• Directions for this task
Reproduce all of the listing below without alteration.

Segment Start: Data section

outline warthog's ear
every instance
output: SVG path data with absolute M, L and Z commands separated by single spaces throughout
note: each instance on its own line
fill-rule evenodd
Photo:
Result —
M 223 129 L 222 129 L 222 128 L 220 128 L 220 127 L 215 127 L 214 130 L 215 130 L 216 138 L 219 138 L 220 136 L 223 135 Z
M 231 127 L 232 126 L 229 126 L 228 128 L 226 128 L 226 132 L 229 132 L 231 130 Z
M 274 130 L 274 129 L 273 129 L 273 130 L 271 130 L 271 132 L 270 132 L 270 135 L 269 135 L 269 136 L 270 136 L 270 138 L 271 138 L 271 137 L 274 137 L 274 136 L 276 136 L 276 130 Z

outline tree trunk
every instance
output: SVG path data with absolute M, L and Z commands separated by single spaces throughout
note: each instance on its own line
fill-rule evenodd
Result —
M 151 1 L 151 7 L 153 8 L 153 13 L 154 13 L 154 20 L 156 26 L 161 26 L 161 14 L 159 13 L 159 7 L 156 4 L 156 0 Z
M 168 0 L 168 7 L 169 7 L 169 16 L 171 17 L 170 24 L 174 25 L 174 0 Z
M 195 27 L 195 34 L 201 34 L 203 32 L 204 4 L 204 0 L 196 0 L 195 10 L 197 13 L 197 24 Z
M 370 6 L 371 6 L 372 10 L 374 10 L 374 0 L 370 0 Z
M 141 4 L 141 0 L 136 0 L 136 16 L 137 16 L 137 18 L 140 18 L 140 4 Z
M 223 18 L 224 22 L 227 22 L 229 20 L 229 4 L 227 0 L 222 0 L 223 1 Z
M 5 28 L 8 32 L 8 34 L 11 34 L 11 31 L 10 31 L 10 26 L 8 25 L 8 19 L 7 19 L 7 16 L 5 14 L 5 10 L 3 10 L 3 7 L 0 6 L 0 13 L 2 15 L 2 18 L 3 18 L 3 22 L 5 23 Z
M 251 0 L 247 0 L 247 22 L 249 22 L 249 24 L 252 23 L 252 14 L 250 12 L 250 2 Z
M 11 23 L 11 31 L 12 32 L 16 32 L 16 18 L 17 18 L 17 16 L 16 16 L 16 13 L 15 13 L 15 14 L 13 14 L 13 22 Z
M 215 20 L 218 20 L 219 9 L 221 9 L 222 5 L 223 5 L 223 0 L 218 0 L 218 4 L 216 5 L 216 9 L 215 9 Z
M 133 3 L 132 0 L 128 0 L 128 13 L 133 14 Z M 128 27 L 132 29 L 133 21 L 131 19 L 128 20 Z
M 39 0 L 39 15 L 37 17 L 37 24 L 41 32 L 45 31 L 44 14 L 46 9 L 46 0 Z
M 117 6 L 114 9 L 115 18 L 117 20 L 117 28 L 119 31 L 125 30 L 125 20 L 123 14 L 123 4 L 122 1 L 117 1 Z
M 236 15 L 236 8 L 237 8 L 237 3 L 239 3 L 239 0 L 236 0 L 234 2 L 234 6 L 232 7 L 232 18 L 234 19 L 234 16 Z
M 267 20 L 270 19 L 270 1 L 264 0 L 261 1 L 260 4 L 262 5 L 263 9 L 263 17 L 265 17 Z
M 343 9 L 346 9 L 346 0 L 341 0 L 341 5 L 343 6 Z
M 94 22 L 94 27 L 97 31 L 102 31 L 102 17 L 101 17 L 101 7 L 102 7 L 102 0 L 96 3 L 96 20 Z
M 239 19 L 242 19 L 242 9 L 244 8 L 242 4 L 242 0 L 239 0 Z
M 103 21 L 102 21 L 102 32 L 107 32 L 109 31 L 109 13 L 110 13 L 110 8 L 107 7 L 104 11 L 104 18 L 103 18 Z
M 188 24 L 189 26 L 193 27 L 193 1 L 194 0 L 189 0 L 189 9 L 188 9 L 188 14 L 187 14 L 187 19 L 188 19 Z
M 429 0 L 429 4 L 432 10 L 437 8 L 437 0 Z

Segment End: Data section

• Solution to the problem
outline warthog's ear
every instance
output: SVG path data with absolute M, L and Z commands separated by single spaces throughout
note: each instance on its own line
fill-rule evenodd
Photo:
Result —
M 223 129 L 222 129 L 222 128 L 220 128 L 220 127 L 215 127 L 214 130 L 215 130 L 216 138 L 219 138 L 220 136 L 223 135 Z
M 231 127 L 232 126 L 229 126 L 228 128 L 226 128 L 226 132 L 229 132 L 231 130 Z
M 274 130 L 274 129 L 273 129 L 273 130 L 271 130 L 271 132 L 270 132 L 270 135 L 269 135 L 269 136 L 270 136 L 270 138 L 271 138 L 271 137 L 274 137 L 274 136 L 276 136 L 276 130 Z

outline tree trunk
every instance
output: SVG path data with absolute M, L and Z commands separated by single spaces throughout
note: each instance on its own line
fill-rule evenodd
Result —
M 151 1 L 151 7 L 153 8 L 153 13 L 154 13 L 154 20 L 156 26 L 161 26 L 161 14 L 159 13 L 159 7 L 156 4 L 156 0 Z
M 168 0 L 168 7 L 169 7 L 169 16 L 171 17 L 170 24 L 174 25 L 174 0 Z
M 195 27 L 195 34 L 201 34 L 203 32 L 204 4 L 204 0 L 196 0 L 195 10 L 197 13 L 197 24 Z
M 370 6 L 371 6 L 372 10 L 374 10 L 374 0 L 370 0 Z
M 141 4 L 141 0 L 136 0 L 136 16 L 137 16 L 137 18 L 140 18 L 140 4 Z
M 223 18 L 224 22 L 227 22 L 229 20 L 229 4 L 227 0 L 222 0 L 223 1 Z
M 5 28 L 8 32 L 8 34 L 11 34 L 11 31 L 10 31 L 10 26 L 8 25 L 8 19 L 7 19 L 7 16 L 5 14 L 5 10 L 3 10 L 3 7 L 0 6 L 0 13 L 2 15 L 2 18 L 3 18 L 3 22 L 5 23 Z
M 251 0 L 247 0 L 247 22 L 249 22 L 249 24 L 252 23 L 252 14 L 250 12 L 250 2 Z
M 11 23 L 11 31 L 12 32 L 16 32 L 16 18 L 17 18 L 17 16 L 16 16 L 16 13 L 15 13 L 15 14 L 13 14 L 13 22 Z
M 215 20 L 218 20 L 219 9 L 221 9 L 222 5 L 223 5 L 223 0 L 218 0 L 218 4 L 216 5 L 216 9 L 215 9 Z
M 133 3 L 132 0 L 128 0 L 128 13 L 133 14 Z M 128 27 L 132 29 L 133 21 L 131 19 L 128 20 Z
M 39 0 L 39 15 L 37 17 L 37 24 L 41 32 L 45 31 L 44 14 L 46 9 L 46 0 Z
M 117 6 L 114 9 L 115 18 L 117 20 L 117 28 L 119 31 L 125 30 L 125 20 L 123 14 L 123 4 L 122 1 L 117 1 Z
M 236 15 L 236 8 L 237 8 L 237 3 L 239 3 L 239 0 L 236 0 L 234 2 L 234 6 L 232 7 L 232 18 L 234 19 L 234 16 Z
M 267 20 L 270 19 L 270 1 L 264 0 L 261 1 L 260 4 L 262 5 L 263 9 L 263 17 L 265 17 Z
M 343 9 L 346 9 L 346 0 L 341 0 L 341 5 L 343 6 Z
M 94 22 L 94 27 L 97 31 L 102 31 L 102 17 L 101 17 L 101 7 L 102 7 L 102 0 L 96 3 L 96 20 Z
M 239 19 L 242 19 L 242 9 L 244 8 L 242 4 L 242 0 L 239 0 Z
M 103 21 L 102 21 L 102 32 L 107 32 L 109 31 L 109 13 L 110 13 L 110 8 L 107 7 L 104 11 L 104 18 L 103 18 Z
M 188 24 L 189 26 L 193 27 L 193 1 L 194 0 L 189 0 L 189 9 L 188 9 L 188 14 L 187 14 L 187 19 L 188 19 Z
M 429 0 L 429 4 L 432 10 L 437 8 L 437 0 Z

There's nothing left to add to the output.